What you are asked to do ->
Convert the lines of the entries below, starting at the line containing "Circle right hand." and ending at the last line of the entries, into a Markdown table with the columns "Number" and "Content". Give each line its own row, skip blank lines, and leave out the pictures.

Data shown ->
+ + + +

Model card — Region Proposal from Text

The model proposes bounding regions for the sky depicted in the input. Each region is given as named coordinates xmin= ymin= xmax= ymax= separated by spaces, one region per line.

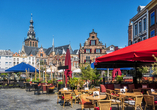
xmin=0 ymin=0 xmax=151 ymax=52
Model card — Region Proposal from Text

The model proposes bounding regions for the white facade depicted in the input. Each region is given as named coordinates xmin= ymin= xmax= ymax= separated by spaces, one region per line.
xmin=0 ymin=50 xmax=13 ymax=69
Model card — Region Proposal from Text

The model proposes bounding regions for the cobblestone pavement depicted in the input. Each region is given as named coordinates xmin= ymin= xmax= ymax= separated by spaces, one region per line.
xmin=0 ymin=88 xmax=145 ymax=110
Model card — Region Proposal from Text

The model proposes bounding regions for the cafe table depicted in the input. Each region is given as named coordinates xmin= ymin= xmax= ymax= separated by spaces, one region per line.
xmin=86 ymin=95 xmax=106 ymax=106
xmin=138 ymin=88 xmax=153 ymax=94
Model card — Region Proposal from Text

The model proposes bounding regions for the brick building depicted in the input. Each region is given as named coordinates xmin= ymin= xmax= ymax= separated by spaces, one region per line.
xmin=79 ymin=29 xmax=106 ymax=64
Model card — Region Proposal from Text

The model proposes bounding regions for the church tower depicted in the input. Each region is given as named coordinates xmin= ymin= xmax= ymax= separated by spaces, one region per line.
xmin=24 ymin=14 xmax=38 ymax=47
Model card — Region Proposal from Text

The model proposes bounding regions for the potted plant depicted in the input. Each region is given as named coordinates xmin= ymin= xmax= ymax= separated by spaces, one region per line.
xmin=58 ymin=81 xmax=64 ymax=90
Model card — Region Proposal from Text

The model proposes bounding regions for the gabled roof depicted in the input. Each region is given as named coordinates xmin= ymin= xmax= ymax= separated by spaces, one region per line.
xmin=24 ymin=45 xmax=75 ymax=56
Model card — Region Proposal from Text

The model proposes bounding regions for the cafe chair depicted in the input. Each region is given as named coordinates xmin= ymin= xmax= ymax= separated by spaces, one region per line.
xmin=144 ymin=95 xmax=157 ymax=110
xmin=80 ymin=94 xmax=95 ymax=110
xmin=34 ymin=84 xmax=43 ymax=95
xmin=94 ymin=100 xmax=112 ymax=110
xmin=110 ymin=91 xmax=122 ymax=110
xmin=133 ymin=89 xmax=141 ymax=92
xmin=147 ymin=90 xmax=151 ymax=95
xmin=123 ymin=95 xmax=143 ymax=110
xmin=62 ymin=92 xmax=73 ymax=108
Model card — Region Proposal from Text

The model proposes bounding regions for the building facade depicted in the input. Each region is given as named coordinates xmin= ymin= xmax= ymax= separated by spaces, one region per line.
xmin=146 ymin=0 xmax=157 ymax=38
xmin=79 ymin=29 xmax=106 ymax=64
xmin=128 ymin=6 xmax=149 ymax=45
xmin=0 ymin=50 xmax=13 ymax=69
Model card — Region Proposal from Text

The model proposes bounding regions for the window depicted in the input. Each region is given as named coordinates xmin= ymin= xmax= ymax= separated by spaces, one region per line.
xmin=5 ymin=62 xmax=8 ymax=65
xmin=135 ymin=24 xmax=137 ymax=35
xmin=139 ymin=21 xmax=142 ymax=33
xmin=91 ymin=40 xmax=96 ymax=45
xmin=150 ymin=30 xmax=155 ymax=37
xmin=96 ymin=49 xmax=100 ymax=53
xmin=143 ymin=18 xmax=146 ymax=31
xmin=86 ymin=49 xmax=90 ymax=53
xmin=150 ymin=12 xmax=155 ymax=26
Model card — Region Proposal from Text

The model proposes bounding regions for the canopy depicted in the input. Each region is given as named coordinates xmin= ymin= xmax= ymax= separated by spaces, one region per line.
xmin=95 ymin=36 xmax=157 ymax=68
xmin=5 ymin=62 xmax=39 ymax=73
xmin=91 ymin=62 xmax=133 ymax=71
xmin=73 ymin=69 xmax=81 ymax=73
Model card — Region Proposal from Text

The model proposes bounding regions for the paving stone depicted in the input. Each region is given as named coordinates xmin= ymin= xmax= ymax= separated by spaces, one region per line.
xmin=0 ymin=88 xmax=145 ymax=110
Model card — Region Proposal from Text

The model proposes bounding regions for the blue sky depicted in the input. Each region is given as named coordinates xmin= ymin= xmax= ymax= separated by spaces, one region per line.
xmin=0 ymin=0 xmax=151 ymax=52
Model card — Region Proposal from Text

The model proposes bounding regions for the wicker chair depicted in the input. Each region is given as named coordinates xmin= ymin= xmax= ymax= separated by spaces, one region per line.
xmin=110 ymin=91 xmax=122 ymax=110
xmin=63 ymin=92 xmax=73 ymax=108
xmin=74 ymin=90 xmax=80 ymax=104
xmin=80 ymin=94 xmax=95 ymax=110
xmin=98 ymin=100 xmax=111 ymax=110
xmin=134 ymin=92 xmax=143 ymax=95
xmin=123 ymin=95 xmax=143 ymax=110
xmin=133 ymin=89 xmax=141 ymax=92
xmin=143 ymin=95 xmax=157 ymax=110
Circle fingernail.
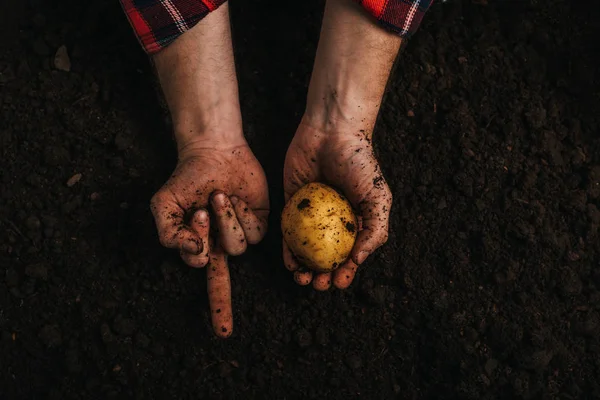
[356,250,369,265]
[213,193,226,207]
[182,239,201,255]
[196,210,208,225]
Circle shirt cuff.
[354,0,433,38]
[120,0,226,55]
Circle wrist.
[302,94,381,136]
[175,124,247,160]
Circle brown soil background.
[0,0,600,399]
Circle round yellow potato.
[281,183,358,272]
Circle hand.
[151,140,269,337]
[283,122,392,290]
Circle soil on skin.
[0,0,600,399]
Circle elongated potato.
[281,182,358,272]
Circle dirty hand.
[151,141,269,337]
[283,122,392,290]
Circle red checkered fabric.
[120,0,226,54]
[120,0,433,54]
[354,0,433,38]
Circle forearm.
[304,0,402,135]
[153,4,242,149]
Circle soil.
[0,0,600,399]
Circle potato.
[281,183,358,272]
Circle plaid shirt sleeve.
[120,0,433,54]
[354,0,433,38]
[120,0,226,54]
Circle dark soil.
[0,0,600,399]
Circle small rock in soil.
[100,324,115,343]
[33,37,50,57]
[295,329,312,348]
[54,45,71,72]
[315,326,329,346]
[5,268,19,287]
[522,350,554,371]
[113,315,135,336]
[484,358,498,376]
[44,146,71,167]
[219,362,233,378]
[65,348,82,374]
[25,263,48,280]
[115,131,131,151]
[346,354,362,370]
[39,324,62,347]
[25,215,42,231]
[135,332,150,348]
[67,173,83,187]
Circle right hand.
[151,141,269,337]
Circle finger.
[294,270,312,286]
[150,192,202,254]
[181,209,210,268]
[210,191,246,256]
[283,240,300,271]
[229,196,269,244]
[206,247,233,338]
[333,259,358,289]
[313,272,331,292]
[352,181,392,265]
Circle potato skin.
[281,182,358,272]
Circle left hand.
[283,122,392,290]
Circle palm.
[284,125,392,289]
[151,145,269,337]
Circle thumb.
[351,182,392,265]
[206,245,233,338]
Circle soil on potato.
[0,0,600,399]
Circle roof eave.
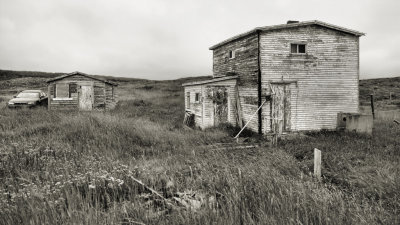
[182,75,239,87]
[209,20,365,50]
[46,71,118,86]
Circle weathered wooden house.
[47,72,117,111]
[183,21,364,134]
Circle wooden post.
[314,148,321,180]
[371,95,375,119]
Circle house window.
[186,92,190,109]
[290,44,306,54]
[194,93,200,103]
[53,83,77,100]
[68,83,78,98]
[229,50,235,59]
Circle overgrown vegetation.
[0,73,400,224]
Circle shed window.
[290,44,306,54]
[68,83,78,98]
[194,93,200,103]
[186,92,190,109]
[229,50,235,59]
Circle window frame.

+ + + +

Task response ->
| Number | Content |
|---|---|
| 1 | Circle right hand. |
| 2 | [151,141,269,337] |
| 3 | Circle finger. |
| 4 | [294,270,312,286] |
| 5 | [150,192,202,254] |
| 6 | [181,209,210,268] |
| 7 | [210,191,246,256] |
| 8 | [283,240,300,271] |
| 9 | [229,196,269,244] |
| 10 | [206,247,233,338] |
| 11 | [333,259,358,289] |
| 12 | [313,272,331,292] |
| 13 | [352,181,392,265] |
| 14 | Circle potato skin. |
| 15 | [281,182,358,272] |
| 16 | Circle left hand. |
| 17 | [283,122,392,290] |
| 18 | Circle palm. |
| 19 | [284,125,392,289] |
| 20 | [151,145,269,337] |
| 21 | Circle thumb. |
| 22 | [351,182,392,265] |
| 23 | [206,245,233,338] |
| 24 | Circle soil on potato. |
| 25 | [0,0,600,399] |
| 26 | Circle roof eave. |
| 27 | [182,75,239,87] |
| 28 | [209,20,365,50] |
| 29 | [46,71,118,86] |
| 30 | Circle weathered wooden house. |
| 31 | [47,72,117,111] |
| 32 | [183,21,364,134] |
| 33 | Circle wooden post. |
| 34 | [314,148,321,180] |
| 35 | [371,95,375,119] |
| 36 | Circle house window. |
| 37 | [186,92,190,109] |
| 38 | [290,44,306,54] |
| 39 | [194,93,200,103] |
| 40 | [53,83,77,100] |
| 41 | [68,83,78,98] |
| 42 | [229,50,235,59] |
| 43 | Circle overgrown vegetation. |
| 44 | [0,73,400,224] |
| 45 | Circle shed window. |
| 46 | [290,44,306,54] |
| 47 | [68,83,78,98] |
| 48 | [194,93,200,103] |
| 49 | [186,92,190,109] |
| 50 | [229,50,235,59] |
| 51 | Circle window frame. |